WHAT YOU ARE ASKED TO DO: Your copy should match the records exactly, except that it contains no pictures.
(AVAILABLE RECORDS)
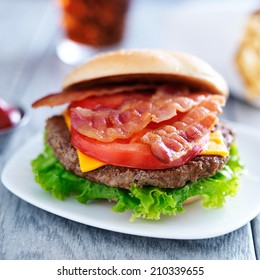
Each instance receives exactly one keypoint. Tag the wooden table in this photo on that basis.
(29, 68)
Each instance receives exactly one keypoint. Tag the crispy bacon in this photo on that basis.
(171, 142)
(137, 111)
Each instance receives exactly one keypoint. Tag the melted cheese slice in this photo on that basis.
(216, 146)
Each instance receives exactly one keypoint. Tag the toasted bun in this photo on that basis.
(129, 66)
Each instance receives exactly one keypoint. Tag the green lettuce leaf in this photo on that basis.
(150, 202)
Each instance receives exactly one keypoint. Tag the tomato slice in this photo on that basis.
(133, 155)
(117, 129)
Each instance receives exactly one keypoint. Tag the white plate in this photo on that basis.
(196, 223)
(211, 30)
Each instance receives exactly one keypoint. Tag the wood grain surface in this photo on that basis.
(29, 68)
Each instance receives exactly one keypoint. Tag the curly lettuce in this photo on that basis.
(149, 202)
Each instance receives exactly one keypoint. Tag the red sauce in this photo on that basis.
(9, 115)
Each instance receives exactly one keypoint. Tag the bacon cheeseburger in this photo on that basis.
(142, 130)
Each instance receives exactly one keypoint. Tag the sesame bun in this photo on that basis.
(130, 66)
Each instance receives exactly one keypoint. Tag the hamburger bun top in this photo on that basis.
(146, 66)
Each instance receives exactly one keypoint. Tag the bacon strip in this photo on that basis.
(135, 113)
(171, 142)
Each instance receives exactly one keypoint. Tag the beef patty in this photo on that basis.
(58, 137)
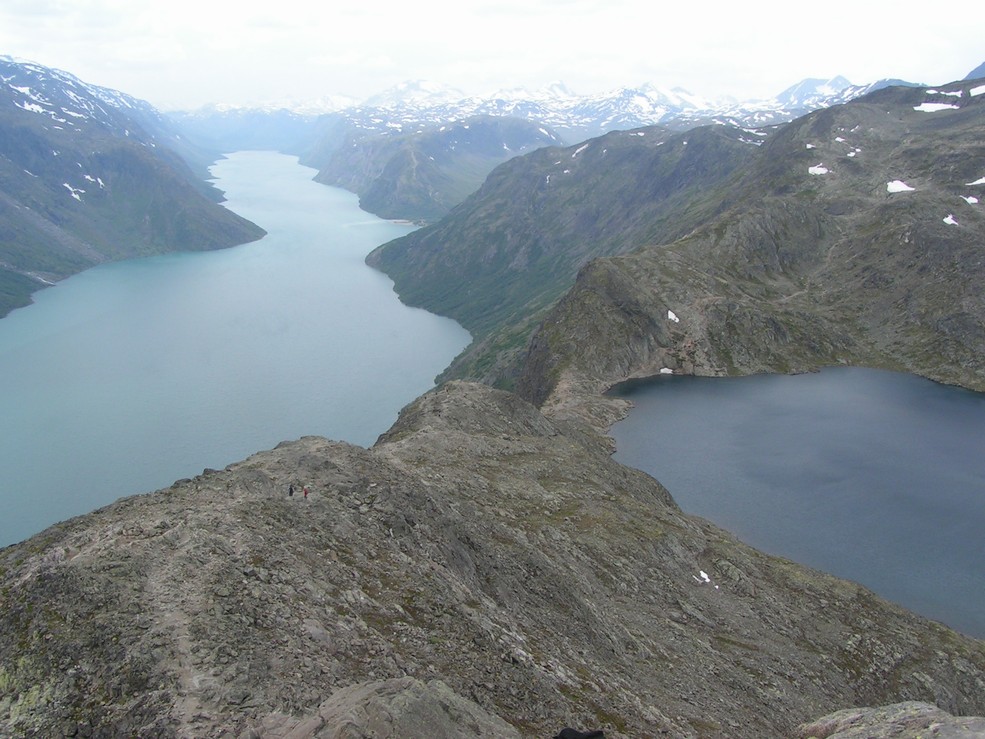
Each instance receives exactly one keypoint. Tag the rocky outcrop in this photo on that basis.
(909, 720)
(399, 707)
(478, 543)
(820, 265)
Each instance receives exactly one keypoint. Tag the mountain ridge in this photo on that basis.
(475, 527)
(88, 175)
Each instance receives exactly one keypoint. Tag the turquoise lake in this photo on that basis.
(131, 375)
(874, 476)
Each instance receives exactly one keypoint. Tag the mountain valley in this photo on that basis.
(486, 568)
(89, 175)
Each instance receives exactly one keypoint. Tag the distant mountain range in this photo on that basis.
(852, 234)
(413, 105)
(89, 174)
(396, 149)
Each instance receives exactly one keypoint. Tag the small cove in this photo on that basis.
(874, 476)
(131, 375)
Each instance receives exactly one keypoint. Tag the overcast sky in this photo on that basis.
(186, 53)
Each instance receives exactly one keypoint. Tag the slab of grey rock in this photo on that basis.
(400, 707)
(907, 720)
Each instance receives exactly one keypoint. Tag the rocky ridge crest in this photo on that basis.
(478, 543)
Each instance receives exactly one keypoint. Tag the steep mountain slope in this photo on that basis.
(87, 175)
(480, 547)
(857, 238)
(421, 175)
(512, 249)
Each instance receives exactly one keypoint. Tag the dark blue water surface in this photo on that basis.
(874, 476)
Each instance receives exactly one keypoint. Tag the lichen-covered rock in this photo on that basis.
(478, 543)
(399, 707)
(907, 720)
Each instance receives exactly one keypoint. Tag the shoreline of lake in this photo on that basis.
(870, 475)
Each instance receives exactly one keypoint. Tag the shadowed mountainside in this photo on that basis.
(88, 175)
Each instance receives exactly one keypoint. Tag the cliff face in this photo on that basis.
(499, 260)
(89, 175)
(862, 245)
(499, 563)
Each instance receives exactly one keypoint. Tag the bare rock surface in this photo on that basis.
(909, 720)
(402, 707)
(479, 544)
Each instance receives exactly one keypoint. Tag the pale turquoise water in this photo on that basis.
(874, 476)
(131, 375)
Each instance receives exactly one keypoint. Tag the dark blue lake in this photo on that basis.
(873, 476)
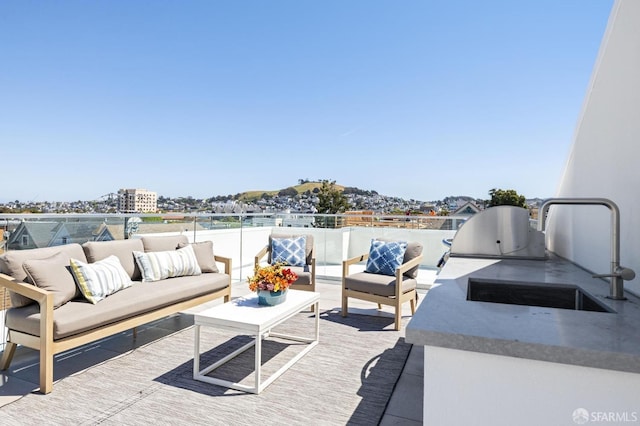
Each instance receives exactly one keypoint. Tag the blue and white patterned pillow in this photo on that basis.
(291, 251)
(385, 257)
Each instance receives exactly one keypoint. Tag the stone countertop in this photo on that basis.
(592, 339)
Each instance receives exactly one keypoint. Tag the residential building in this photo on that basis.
(137, 201)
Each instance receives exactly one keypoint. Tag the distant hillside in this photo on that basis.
(300, 189)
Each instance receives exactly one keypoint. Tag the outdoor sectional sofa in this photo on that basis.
(52, 311)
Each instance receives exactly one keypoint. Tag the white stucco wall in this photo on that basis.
(472, 388)
(605, 157)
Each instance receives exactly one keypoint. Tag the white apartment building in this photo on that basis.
(137, 201)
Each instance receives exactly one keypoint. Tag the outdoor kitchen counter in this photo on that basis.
(592, 339)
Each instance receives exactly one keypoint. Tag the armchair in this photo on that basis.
(305, 269)
(380, 287)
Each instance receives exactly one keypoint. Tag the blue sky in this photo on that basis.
(417, 99)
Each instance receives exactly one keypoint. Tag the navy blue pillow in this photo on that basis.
(290, 251)
(385, 257)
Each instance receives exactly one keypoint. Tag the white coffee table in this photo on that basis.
(245, 317)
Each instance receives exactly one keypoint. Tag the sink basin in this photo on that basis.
(562, 296)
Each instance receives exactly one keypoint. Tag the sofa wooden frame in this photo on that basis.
(396, 300)
(49, 347)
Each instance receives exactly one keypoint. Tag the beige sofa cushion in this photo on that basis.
(122, 249)
(52, 274)
(77, 316)
(11, 264)
(163, 243)
(204, 254)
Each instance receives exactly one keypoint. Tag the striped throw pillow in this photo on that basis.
(99, 279)
(158, 265)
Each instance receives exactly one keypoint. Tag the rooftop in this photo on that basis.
(403, 407)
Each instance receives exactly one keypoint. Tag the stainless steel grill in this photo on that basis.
(499, 232)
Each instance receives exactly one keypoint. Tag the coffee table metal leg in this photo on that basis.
(258, 362)
(196, 352)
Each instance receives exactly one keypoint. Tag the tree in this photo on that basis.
(330, 199)
(506, 197)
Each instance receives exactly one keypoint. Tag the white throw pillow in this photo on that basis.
(158, 265)
(100, 279)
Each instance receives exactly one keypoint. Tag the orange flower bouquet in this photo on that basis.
(272, 278)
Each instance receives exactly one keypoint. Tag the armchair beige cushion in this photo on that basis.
(383, 289)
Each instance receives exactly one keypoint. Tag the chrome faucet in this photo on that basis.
(618, 273)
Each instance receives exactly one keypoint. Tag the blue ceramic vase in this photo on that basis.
(271, 298)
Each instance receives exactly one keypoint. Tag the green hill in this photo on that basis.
(307, 186)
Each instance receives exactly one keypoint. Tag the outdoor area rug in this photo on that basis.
(347, 378)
(End AVAILABLE RECORDS)
RESPONSE TO THE EXERCISE:
Each instance receives exactly one keypoint. Tag the wooden table in this photo on that basis.
(29, 68)
Each instance receives exactly one keypoint. Tag the crispy bacon in this photo on that basis.
(171, 142)
(137, 111)
Each instance receives exactly one keypoint. Tag the melted cheese slice in this photo on that basis.
(216, 146)
Each instance receives exactly one keypoint. Tag the toasted bun in this photo on that basis.
(129, 66)
Each instance receives exactly one keypoint. Tag the green lettuce leaf in this photo on that basis.
(150, 202)
Each instance receives exactly one keypoint. Tag the tomato slice in this photo on that basis.
(133, 155)
(117, 129)
Each instance receives exactly one keypoint. Tag the white plate in this photo on that basis.
(196, 223)
(211, 30)
Each instance receives exactly one keypoint. Tag the wood grain surface in this photo on that basis.
(29, 68)
Each instance receives exactly one keypoint. Tag the curly lettuce in this photo on that basis.
(149, 202)
Each instance receives exactly one keypoint. Tag the red sauce in this photo on that basis.
(9, 115)
Each instance receives exactly one keypoint. Tag the bacon cheeseburger in this photo on that basis.
(142, 130)
Each instance receives exactly one keypoint. Tag the sesame bun in this photo on that basis.
(130, 66)
Each instance receives exactly one keypoint. Tag the hamburger bun top in this photo on that basis.
(146, 66)
Each instance receives exactly one keypoint. Tag the bacon strip in this photo on that basis.
(135, 113)
(171, 142)
Each instance receives exactly one keypoint. Tag the beef patty in this photo on that basis.
(58, 137)
Each instance receives exactly one keypoint. Tag the rocky outcrop in this photo on that basis.
(909, 720)
(399, 707)
(478, 543)
(820, 265)
Each instance receives exactly one keypoint. Tag the mountain ridge in this photo on that basis.
(475, 527)
(88, 175)
Each instance receives exactly one keypoint. Tag the turquoise lake in this photo on that basis.
(131, 375)
(874, 476)
Each instance receives exactly one keypoint. Tag the mountain valley in this photo on that basis.
(486, 568)
(89, 175)
Each instance receives exactly one keypoint. Tag the distant mountain range in this photo on that basis.
(852, 234)
(413, 105)
(89, 174)
(396, 149)
Each instance receives exactly one keypoint. Tag the small cove in this photo on that basis.
(874, 476)
(131, 375)
Each instance receives exactly one keypoint. Tag the overcast sky in this photo on that basis.
(186, 53)
Each instance receives exactly one keypoint. Tag the slab of grey rock in this photo on that basis.
(400, 707)
(907, 720)
Each instance receives exactly one keypoint. Tag the rocky ridge crest in this photo on that basis.
(478, 543)
Each instance receives exactly one keypoint. Tag the steep mountain slope in this photo on that basis.
(87, 175)
(480, 547)
(857, 238)
(421, 175)
(512, 249)
Each instance receives exactly one keypoint. Tag the dark blue water surface in this photo on that basis.
(874, 476)
Each instance receives exactly one keypoint. Tag the lichen-covered rock in this photo on that basis.
(478, 543)
(399, 707)
(907, 720)
Each instance receives exactly one keypoint. Tag the shoreline of lake in this photo on that basis.
(870, 475)
Each instance receives exactly one keypoint. Tag the shadowed mountainside in this photo on that basis.
(88, 175)
Each instance receives exactly one keypoint. Tag the cliff face in this photo on that basis.
(499, 260)
(89, 175)
(862, 245)
(499, 563)
Each instance receives exactly one keypoint. Tag the bare rock surface in this photo on that basis.
(909, 720)
(402, 707)
(479, 544)
Each instance receives exactly one keypoint. Tag the pale turquoise water in this photo on that basis.
(874, 476)
(131, 375)
Each instance receives exactly one keypoint. Tag the dark blue lake in this photo on that basis.
(873, 476)
Each instance receives exactly one keypoint. Tag the blue and white patterned pillow in this photo on that basis.
(291, 251)
(385, 257)
Each instance receives exactly one keypoint. Tag the stone countertop in this photo on that basis.
(592, 339)
Each instance receives exactly one keypoint. Tag the residential building in this photo on that basis.
(137, 201)
Each instance receives exactly one keypoint. Tag the distant hillside in this photo on that basis.
(300, 189)
Each instance receives exactly one keypoint. Tag the outdoor sectional sofa in this photo on that basis.
(52, 311)
Each instance receives exactly one keypoint. Tag the white stucco wall in this photo on that basis.
(472, 388)
(605, 157)
Each instance receives exactly one keypoint. Tag the white apartment building in this photo on that basis.
(137, 201)
Each instance receives exactly one keypoint. Tag the outdoor kitchen counter in this photo on that basis.
(592, 339)
Each instance receives exactly one keypoint. Tag the armchair in this photo on that basis.
(305, 269)
(380, 287)
Each instance receives exactly one keypoint. Tag the blue sky in this photo on that basis.
(417, 99)
Each instance receives exactly one keypoint. Tag the navy blue pillow in this photo on that basis.
(290, 251)
(385, 257)
Each instance receives exactly one keypoint. Tag the white coffee table in this photo on that basis.
(245, 317)
Each instance receives exactly one keypoint. Tag the sink basin in this photo on that basis.
(562, 296)
Each instance receives exactly one keypoint. Tag the sofa wooden frame in this photo on that basis.
(396, 300)
(49, 347)
Each instance receives exactly one keypoint. Tag the beige sofa cushion in this photo on that basis.
(122, 249)
(52, 274)
(77, 316)
(11, 264)
(163, 243)
(204, 254)
Each instance receives exactly one keypoint. Tag the striped throw pillow in this photo on that basis.
(99, 279)
(158, 265)
Each instance receives exactly one keypoint. Tag the rooftop in this photo on that basis.
(403, 407)
Each instance receives exactly one keypoint. Tag the stainless steel grill in this photo on that basis.
(499, 232)
Each instance receives exactly one keypoint. Tag the coffee table metal leg in this photo on that basis.
(258, 362)
(196, 352)
Each instance receives exactly one keypoint. Tag the tree in this photo on that basis.
(330, 199)
(506, 197)
Each instance receives exactly one keypoint. Tag the white throw pillow in this photo on that basis.
(158, 265)
(100, 279)
Each instance receives exactly one keypoint. Tag the orange flower bouquet in this photo on that basis.
(272, 278)
Each instance receives exactly one keypoint. Tag the armchair beige cushion in this photo on that basis.
(383, 289)
Each instance receives exactly one keypoint. Tag the chrome faucet in this photo on that basis.
(618, 273)
Each instance receives exactly one keypoint. Tag the blue ceramic vase in this photo on that basis.
(271, 298)
Each instance receives exactly one keypoint. Tag the green hill in this photo on that basis.
(307, 186)
Each instance receives exactly one keypoint. Tag the outdoor area rug in this photo on that basis.
(347, 378)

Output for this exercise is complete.